All records below are to be duplicated exactly, with every picture excluded.

Annotated photo localization data:
* * * * *

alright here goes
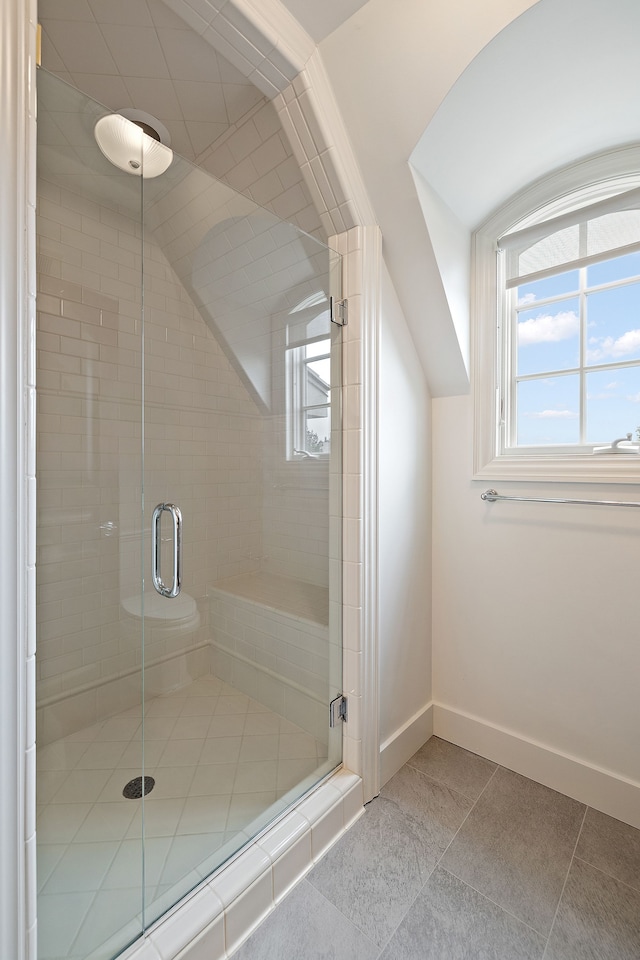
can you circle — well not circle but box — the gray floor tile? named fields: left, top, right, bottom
left=308, top=793, right=439, bottom=947
left=381, top=763, right=474, bottom=846
left=230, top=879, right=378, bottom=960
left=545, top=858, right=640, bottom=960
left=575, top=806, right=640, bottom=891
left=440, top=767, right=585, bottom=935
left=380, top=866, right=546, bottom=960
left=407, top=736, right=497, bottom=800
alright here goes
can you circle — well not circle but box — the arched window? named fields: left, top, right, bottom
left=473, top=146, right=640, bottom=482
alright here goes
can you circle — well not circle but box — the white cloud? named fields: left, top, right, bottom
left=586, top=383, right=621, bottom=400
left=518, top=310, right=579, bottom=345
left=587, top=328, right=640, bottom=362
left=517, top=292, right=537, bottom=306
left=524, top=409, right=578, bottom=419
left=626, top=392, right=640, bottom=403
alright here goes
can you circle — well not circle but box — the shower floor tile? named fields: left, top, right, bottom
left=37, top=673, right=330, bottom=960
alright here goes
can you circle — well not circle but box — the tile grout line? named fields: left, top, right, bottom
left=37, top=676, right=323, bottom=958
left=435, top=864, right=550, bottom=943
left=405, top=752, right=499, bottom=805
left=396, top=762, right=554, bottom=950
left=303, top=791, right=420, bottom=957
left=540, top=803, right=588, bottom=960
left=299, top=877, right=382, bottom=957
left=369, top=761, right=502, bottom=957
left=431, top=762, right=501, bottom=869
left=66, top=844, right=123, bottom=959
left=371, top=853, right=440, bottom=957
left=573, top=852, right=640, bottom=897
left=231, top=746, right=640, bottom=960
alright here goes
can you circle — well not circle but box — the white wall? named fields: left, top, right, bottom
left=410, top=165, right=470, bottom=375
left=410, top=0, right=640, bottom=231
left=432, top=394, right=640, bottom=826
left=320, top=0, right=538, bottom=396
left=378, top=264, right=432, bottom=784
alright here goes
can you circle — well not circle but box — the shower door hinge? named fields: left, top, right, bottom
left=330, top=297, right=348, bottom=326
left=329, top=694, right=348, bottom=727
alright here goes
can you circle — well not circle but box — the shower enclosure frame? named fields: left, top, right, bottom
left=1, top=0, right=381, bottom=957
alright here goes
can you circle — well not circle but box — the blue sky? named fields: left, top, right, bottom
left=515, top=253, right=640, bottom=445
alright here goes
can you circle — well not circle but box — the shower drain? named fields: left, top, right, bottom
left=122, top=775, right=155, bottom=799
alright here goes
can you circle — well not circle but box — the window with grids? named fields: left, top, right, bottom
left=285, top=299, right=332, bottom=461
left=287, top=337, right=331, bottom=459
left=498, top=187, right=640, bottom=454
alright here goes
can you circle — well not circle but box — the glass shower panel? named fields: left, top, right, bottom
left=140, top=145, right=343, bottom=924
left=36, top=68, right=343, bottom=959
left=35, top=71, right=145, bottom=960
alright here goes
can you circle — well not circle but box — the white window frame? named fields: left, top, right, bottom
left=473, top=144, right=640, bottom=483
left=286, top=334, right=331, bottom=461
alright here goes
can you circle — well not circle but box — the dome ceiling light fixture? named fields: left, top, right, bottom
left=94, top=109, right=173, bottom=179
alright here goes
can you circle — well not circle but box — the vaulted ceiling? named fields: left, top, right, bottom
left=39, top=0, right=267, bottom=161
left=38, top=0, right=369, bottom=165
left=41, top=0, right=640, bottom=399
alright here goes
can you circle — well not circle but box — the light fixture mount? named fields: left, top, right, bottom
left=94, top=109, right=172, bottom=179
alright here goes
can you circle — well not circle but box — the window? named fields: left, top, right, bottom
left=285, top=298, right=332, bottom=461
left=287, top=337, right=331, bottom=459
left=473, top=146, right=640, bottom=481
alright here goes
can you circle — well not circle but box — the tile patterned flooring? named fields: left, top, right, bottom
left=232, top=737, right=640, bottom=960
left=37, top=674, right=331, bottom=960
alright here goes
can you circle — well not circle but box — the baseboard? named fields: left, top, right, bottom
left=434, top=702, right=640, bottom=830
left=380, top=702, right=433, bottom=787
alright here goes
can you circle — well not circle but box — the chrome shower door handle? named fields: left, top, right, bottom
left=151, top=502, right=182, bottom=598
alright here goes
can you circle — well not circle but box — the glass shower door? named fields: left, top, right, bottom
left=139, top=148, right=344, bottom=925
left=36, top=67, right=344, bottom=959
left=36, top=70, right=147, bottom=960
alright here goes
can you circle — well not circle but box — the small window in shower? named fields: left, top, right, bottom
left=286, top=302, right=332, bottom=460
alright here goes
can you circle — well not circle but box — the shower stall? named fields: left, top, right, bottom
left=36, top=68, right=343, bottom=960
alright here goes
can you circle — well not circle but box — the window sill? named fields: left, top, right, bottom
left=285, top=454, right=330, bottom=464
left=473, top=451, right=640, bottom=484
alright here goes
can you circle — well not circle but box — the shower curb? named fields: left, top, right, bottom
left=116, top=768, right=363, bottom=960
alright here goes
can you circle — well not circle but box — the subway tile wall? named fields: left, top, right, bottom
left=209, top=573, right=335, bottom=741
left=16, top=0, right=380, bottom=955
left=195, top=98, right=324, bottom=241
left=35, top=177, right=266, bottom=742
left=142, top=162, right=333, bottom=590
left=333, top=226, right=367, bottom=779
left=36, top=160, right=337, bottom=745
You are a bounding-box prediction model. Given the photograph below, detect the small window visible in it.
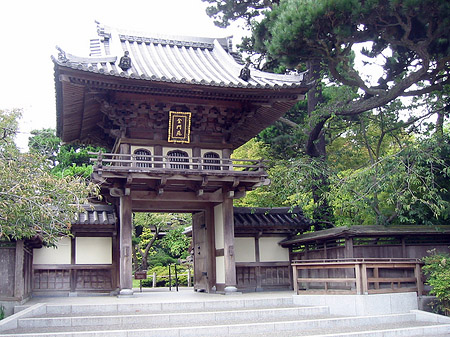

* * * * *

* _RESULT FOR THIS TASK_
alright here goes
can you circle — well not circle but box — the gray floor tile? named fields: left, top, right, bottom
left=308, top=793, right=439, bottom=947
left=381, top=763, right=474, bottom=846
left=230, top=879, right=378, bottom=960
left=545, top=858, right=640, bottom=960
left=575, top=806, right=640, bottom=891
left=440, top=767, right=585, bottom=935
left=380, top=866, right=546, bottom=960
left=407, top=736, right=497, bottom=800
alright here goes
can you circle — well not circle but box — the arched window? named fields: left, top, right, bottom
left=473, top=146, right=640, bottom=482
alright here goes
can you circle — well not circle but box — the white cloud? named fields: left, top, right, bottom
left=586, top=383, right=621, bottom=400
left=518, top=310, right=579, bottom=345
left=587, top=328, right=640, bottom=362
left=517, top=292, right=537, bottom=306
left=524, top=409, right=578, bottom=419
left=626, top=392, right=640, bottom=403
alright here goes
can you circle — well not circle but box — the shower floor tile? named fields: left, top, right, bottom
left=37, top=673, right=330, bottom=960
alright here goes
can you circle — well not circle but box — the tile grout line? named fields: left, top, right, bottom
left=37, top=676, right=323, bottom=958
left=435, top=864, right=550, bottom=943
left=405, top=752, right=499, bottom=805
left=396, top=762, right=554, bottom=950
left=303, top=791, right=420, bottom=957
left=540, top=803, right=588, bottom=960
left=299, top=877, right=382, bottom=957
left=369, top=761, right=502, bottom=957
left=431, top=762, right=501, bottom=869
left=66, top=844, right=123, bottom=959
left=371, top=853, right=440, bottom=957
left=573, top=852, right=640, bottom=897
left=231, top=746, right=640, bottom=960
alright here goes
can you circle — well not circle but box — the white wall? named fields: left, top, right, bottom
left=410, top=165, right=470, bottom=375
left=410, top=0, right=640, bottom=231
left=432, top=394, right=640, bottom=826
left=320, top=0, right=538, bottom=396
left=378, top=264, right=432, bottom=784
alright here goes
can you circle — well not circle but box — the shower door hinge? named fields: left, top, right, bottom
left=330, top=297, right=348, bottom=326
left=329, top=694, right=348, bottom=727
alright here goes
can you circle — well not circle but box — the shower enclosure frame? named fields: left, top, right, bottom
left=1, top=0, right=381, bottom=957
alright here goes
can you circle — well not circle but box — the blue sky? named fields: left, top, right, bottom
left=515, top=253, right=640, bottom=445
alright here goes
can you circle — well not circle but box — the shower drain? named fields: left, top, right, bottom
left=122, top=775, right=155, bottom=799
alright here goes
can you circle — well not circle but box — the window with grids? named fields: left, top, right, bottom
left=285, top=299, right=332, bottom=461
left=287, top=337, right=331, bottom=459
left=498, top=187, right=640, bottom=454
alright here goes
can you circle — well not circle but box — the glass shower panel? named fields: left, top, right, bottom
left=140, top=145, right=343, bottom=924
left=36, top=68, right=343, bottom=959
left=35, top=71, right=145, bottom=960
alright here goes
can you circle — well not circle but box — the white window frame? named fields: left, top, right, bottom
left=473, top=144, right=640, bottom=483
left=286, top=334, right=331, bottom=461
alright here goes
can you circle — well not circle but box — the dome ceiling light fixture? named fields: left, top, right, bottom
left=94, top=109, right=173, bottom=179
alright here goes
can you circle — well not circle but box — the vaulted ceiling? named fields: left, top, right, bottom
left=39, top=0, right=267, bottom=161
left=38, top=0, right=369, bottom=165
left=41, top=0, right=640, bottom=399
alright here goes
can you circle — well not circle but box — the light fixture mount? named fields: left, top, right, bottom
left=94, top=109, right=172, bottom=179
alright here goes
can you circle — well not circle but box — the window? named fields: left, top, right, bottom
left=285, top=298, right=332, bottom=461
left=287, top=337, right=331, bottom=459
left=473, top=146, right=640, bottom=481
alright here goes
can you circle — well not circle but box — the tile patterned flooring? named fields: left, top, right, bottom
left=232, top=737, right=640, bottom=960
left=37, top=674, right=331, bottom=960
alright here goes
can you circle — well not circle but box — the baseboard? named fields: left, top, right, bottom
left=434, top=702, right=640, bottom=830
left=380, top=702, right=433, bottom=787
alright here goes
can you circle — well not circle but box — the chrome shower door handle? named fields: left, top, right, bottom
left=151, top=502, right=182, bottom=598
alright here goes
can you circle — well not circle but box — the glass shower door? named fields: left, top, right, bottom
left=139, top=148, right=344, bottom=925
left=36, top=67, right=344, bottom=959
left=36, top=70, right=147, bottom=960
alright here goes
can you circle — well not circle but box — the small window in shower? named fields: left, top, right, bottom
left=286, top=302, right=332, bottom=460
alright here goes
can you circle — well not circle but box — the shower stall? named fields: left, top, right, bottom
left=36, top=68, right=343, bottom=960
alright here goes
can you circle — well not circle but box — the window sill? named fields: left, top, right, bottom
left=285, top=454, right=330, bottom=464
left=473, top=451, right=640, bottom=484
alright here goes
can you circle — well not circle but box — the shower curb? named fields: left, top, right, bottom
left=116, top=768, right=363, bottom=960
alright here goes
can you circle — well not circle but box — the subway tile wall? named fields: left, top, right, bottom
left=209, top=573, right=335, bottom=741
left=16, top=0, right=380, bottom=955
left=195, top=98, right=324, bottom=241
left=35, top=177, right=266, bottom=742
left=142, top=162, right=333, bottom=590
left=333, top=226, right=367, bottom=779
left=36, top=160, right=337, bottom=745
You are a bounding-box prediction model. Given the photograph below, detect the small window visible in it.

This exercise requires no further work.